Stated exercise
Give every entry again, word for word and in full.

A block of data
..............................

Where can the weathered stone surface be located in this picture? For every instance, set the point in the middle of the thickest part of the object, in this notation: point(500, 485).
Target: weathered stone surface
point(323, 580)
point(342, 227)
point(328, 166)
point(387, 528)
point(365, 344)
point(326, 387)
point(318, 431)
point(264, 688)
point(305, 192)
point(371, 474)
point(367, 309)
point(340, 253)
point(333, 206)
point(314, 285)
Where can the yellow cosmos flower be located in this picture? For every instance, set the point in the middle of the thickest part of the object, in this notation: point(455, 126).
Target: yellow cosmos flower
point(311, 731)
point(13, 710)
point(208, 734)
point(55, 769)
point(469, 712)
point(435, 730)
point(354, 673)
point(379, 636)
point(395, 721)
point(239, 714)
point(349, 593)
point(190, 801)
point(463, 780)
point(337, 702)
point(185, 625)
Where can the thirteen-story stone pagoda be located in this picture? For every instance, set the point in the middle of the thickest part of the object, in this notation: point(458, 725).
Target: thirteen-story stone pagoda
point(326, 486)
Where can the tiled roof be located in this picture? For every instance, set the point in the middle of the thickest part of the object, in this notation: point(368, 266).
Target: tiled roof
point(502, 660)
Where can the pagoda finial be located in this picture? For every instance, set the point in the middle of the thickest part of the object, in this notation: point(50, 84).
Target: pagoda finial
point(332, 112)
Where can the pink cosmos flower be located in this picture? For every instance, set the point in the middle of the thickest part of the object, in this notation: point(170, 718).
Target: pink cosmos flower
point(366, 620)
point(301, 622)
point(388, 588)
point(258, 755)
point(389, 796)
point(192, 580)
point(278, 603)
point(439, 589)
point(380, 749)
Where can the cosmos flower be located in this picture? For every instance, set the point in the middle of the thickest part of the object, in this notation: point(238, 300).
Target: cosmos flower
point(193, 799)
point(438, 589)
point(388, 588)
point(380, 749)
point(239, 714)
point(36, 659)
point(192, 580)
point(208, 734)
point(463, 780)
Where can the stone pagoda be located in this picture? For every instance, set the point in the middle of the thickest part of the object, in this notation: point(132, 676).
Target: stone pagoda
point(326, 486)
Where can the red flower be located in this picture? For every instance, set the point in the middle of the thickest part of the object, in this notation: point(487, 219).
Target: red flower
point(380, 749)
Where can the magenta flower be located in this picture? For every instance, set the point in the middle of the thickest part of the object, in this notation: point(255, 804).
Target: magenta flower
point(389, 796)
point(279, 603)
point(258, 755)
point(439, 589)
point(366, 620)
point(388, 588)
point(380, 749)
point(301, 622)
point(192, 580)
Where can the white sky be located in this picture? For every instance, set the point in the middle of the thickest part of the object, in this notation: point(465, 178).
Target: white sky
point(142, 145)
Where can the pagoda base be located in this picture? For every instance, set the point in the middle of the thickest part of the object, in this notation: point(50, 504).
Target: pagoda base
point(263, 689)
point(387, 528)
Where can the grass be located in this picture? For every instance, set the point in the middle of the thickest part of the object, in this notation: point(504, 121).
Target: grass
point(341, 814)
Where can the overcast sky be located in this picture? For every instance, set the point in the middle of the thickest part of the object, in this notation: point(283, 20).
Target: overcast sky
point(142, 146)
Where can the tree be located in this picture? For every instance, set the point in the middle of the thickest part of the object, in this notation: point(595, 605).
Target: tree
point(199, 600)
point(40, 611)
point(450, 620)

..............................

Finished exercise
Where can the weathered stone surface be located in this picture? For every instance, set the point in the middle of the thickest part of the object, in this notation: point(500, 485).
Target: weathered stone surface
point(323, 580)
point(342, 227)
point(328, 166)
point(387, 528)
point(365, 344)
point(326, 387)
point(318, 431)
point(264, 688)
point(305, 192)
point(371, 474)
point(367, 309)
point(340, 253)
point(333, 206)
point(314, 285)
Where can the yellow cosmos flower be located in this picture? For every instance, set the point in the middle of the thickest part of the object, in this notation: point(455, 126).
Target: yellow cosmos flower
point(311, 731)
point(13, 710)
point(208, 734)
point(55, 769)
point(469, 712)
point(435, 730)
point(354, 673)
point(379, 636)
point(395, 721)
point(239, 714)
point(349, 593)
point(190, 801)
point(463, 780)
point(337, 702)
point(185, 625)
Where can the thirteen-story stone pagoda be located in this picture? For every instance, set the point in the middle of the thickest part of the object, in this notation: point(458, 725).
Target: thirteen-story stone pagoda
point(326, 486)
Where can the tiled roof be located in this picture? For every instance, set the point in the middle of the thickest part of the object, in this notation: point(368, 266).
Target: tiled roof
point(502, 660)
Where can the pagoda finial be located in this picture? For every instance, set the point in the middle of the thickest part of the object, in this notation: point(50, 84).
Target: pagoda finial
point(332, 112)
Where can the pink cosmos flower be located in this picture? For every instance, set the point in the middle of the thickest part of the object, in this notation: point(170, 718).
Target: pink cosmos flower
point(366, 620)
point(301, 622)
point(388, 588)
point(258, 755)
point(389, 796)
point(192, 580)
point(278, 603)
point(439, 589)
point(380, 749)
Where can the cosmos flower be located in this picture? For every instance, set the point in the middle of the thickest part of the object, in this notation: point(238, 300).
Target: cosmos flower
point(193, 799)
point(438, 589)
point(388, 588)
point(380, 749)
point(239, 714)
point(36, 659)
point(192, 580)
point(208, 734)
point(463, 780)
Where can the stone pagoda be located in this picture? For every instance, set the point in the middle of the thickest part of the object, in this notation: point(132, 676).
Target: stone pagoda
point(326, 486)
Where can the red flower be located in this picture? For every instance, set the point in the middle of the thickest part of the object, in this notation: point(487, 219).
Target: red flower
point(380, 749)
Where can the magenta flower be located in this picture? For every instance, set the point in the middle of the thickest part of the object, in this notation: point(255, 804).
Target: magenta flower
point(389, 796)
point(279, 603)
point(258, 755)
point(439, 589)
point(366, 620)
point(388, 588)
point(380, 749)
point(301, 622)
point(192, 580)
Where can the white sky be located in this picture? For every instance, set the point in the middle of the thickest part of the object, in this notation: point(465, 178).
Target: white sky
point(142, 145)
Where can the pagoda base be located in this picture? For every instance, set the point in the middle of the thickest part of the object, in this notation: point(50, 504).
Target: pagoda base
point(263, 689)
point(387, 528)
Where can the grass be located in this picture? For every instance, set the point in the middle of the thickest part of the object, in this notation: point(504, 121).
Target: grass
point(341, 814)
Where can the overcast sky be located in this picture? For every instance, set the point in the middle of the thickest part of the object, in this notation: point(283, 20).
Target: overcast sky
point(142, 146)
Where can the tree be located in this picture? For every instance, set the point in the middle of the thickest part of the object, in this notation: point(595, 605).
Target: tree
point(199, 600)
point(40, 611)
point(450, 620)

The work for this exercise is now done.